* [Aim] Count the lines in the records below that contain the string "football", treating case as significant, and reply with only that number.
***** Stored data
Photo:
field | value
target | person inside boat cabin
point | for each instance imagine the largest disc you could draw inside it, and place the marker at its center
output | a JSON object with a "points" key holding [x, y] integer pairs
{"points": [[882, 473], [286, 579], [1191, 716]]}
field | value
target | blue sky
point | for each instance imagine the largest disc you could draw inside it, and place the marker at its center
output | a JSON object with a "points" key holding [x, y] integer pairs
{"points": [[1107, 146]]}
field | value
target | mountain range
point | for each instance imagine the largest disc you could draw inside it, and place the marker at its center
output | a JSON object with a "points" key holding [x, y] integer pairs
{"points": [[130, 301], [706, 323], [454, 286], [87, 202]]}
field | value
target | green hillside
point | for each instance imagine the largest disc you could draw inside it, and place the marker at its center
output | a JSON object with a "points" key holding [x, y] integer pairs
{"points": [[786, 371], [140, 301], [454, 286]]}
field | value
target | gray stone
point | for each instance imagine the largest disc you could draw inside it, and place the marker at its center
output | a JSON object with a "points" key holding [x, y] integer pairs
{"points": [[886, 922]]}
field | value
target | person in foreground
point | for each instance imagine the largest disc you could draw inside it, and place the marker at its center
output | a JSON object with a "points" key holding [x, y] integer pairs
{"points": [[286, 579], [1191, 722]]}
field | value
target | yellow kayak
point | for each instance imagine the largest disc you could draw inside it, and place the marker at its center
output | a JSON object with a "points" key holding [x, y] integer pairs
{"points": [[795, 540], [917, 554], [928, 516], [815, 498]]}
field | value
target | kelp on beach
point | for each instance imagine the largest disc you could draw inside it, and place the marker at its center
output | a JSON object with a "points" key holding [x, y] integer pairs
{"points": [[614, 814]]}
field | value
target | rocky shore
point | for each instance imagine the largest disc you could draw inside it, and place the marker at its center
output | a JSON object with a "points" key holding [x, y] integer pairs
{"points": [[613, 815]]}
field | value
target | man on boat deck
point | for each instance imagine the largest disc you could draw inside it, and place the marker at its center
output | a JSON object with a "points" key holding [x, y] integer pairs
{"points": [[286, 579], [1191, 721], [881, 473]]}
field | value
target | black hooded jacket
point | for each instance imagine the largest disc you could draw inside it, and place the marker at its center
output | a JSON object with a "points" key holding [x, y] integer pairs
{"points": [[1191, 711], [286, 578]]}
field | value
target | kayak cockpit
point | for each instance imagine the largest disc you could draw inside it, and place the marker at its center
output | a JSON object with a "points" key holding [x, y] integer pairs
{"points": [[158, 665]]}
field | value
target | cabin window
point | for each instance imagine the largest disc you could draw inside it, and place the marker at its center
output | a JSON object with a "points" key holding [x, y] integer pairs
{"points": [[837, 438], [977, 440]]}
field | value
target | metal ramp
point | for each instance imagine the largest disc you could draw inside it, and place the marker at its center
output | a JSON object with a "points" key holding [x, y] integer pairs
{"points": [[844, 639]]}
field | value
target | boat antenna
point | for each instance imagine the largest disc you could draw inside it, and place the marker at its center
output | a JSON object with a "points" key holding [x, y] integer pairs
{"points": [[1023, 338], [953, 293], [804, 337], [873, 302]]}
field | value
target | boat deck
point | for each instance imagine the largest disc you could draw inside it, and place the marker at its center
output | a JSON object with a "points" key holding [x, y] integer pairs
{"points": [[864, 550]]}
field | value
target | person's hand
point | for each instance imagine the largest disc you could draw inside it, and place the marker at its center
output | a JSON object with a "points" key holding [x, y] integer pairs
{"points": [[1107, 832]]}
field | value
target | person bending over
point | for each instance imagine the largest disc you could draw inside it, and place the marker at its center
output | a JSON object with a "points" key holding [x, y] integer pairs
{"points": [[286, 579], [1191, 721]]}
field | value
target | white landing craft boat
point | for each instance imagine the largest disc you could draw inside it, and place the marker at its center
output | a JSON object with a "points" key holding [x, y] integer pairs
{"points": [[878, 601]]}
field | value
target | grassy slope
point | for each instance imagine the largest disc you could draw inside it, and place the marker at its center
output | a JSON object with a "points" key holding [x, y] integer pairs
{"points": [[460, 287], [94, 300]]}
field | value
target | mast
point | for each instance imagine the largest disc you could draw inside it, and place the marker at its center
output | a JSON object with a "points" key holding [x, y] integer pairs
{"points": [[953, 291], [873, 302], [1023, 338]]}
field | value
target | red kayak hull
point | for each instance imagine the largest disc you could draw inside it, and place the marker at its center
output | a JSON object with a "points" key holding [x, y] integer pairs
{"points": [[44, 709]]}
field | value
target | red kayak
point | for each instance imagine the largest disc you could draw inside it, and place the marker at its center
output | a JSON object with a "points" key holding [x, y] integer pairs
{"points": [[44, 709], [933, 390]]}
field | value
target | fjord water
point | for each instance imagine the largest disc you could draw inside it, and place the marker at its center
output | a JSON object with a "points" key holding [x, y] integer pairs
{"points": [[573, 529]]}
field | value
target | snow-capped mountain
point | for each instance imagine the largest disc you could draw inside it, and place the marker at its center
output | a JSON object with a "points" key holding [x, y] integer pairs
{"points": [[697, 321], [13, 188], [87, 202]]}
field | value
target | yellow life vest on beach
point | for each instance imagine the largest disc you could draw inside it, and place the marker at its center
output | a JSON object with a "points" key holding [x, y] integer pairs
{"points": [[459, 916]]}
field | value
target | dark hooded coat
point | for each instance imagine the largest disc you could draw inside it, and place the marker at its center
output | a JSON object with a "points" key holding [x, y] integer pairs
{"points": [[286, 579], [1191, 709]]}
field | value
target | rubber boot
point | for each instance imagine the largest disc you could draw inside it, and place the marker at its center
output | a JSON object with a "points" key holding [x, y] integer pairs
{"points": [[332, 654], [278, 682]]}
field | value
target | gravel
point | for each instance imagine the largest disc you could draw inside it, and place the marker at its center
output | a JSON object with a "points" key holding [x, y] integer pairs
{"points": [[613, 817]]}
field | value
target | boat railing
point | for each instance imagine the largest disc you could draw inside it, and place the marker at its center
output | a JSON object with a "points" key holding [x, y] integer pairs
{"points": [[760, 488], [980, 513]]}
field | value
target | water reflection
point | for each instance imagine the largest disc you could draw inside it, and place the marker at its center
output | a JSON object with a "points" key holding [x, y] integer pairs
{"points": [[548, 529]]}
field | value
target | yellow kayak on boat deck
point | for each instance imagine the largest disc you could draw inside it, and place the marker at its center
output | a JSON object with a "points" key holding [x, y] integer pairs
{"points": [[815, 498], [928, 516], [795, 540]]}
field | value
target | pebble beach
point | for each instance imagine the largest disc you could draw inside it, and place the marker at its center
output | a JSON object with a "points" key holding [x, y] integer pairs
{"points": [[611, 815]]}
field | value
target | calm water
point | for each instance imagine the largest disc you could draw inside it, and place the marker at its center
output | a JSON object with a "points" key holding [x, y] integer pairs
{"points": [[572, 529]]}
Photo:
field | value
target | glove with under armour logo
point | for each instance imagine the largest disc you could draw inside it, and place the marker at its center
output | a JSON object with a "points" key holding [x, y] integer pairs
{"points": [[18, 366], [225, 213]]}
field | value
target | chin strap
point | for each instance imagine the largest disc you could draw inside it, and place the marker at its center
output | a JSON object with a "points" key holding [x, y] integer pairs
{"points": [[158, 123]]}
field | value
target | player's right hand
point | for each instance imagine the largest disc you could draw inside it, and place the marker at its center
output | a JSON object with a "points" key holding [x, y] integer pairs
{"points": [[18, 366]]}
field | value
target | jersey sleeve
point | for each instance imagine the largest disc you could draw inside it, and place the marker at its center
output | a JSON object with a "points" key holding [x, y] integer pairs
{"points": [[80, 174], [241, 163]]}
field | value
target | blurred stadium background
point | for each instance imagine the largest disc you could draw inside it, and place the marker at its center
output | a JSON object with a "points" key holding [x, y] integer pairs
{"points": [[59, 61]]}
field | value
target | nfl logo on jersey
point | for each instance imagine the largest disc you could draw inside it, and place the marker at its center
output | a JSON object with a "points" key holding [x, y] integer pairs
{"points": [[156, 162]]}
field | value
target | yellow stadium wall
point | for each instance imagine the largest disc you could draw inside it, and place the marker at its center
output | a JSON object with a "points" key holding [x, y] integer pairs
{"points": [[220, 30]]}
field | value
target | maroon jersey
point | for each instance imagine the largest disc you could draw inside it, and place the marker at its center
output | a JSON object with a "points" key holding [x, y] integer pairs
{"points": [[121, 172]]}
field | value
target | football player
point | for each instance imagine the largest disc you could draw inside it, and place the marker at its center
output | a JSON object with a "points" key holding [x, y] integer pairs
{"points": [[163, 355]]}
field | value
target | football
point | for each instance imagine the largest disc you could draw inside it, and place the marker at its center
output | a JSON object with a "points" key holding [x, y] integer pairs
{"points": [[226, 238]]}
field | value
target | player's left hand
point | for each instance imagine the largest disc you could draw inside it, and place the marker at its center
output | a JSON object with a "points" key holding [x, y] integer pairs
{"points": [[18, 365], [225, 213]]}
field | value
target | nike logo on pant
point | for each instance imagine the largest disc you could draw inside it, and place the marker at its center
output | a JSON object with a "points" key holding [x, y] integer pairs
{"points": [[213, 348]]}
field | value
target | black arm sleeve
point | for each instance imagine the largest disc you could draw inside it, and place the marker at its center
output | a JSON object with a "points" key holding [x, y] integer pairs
**********
* [Exercise response] 2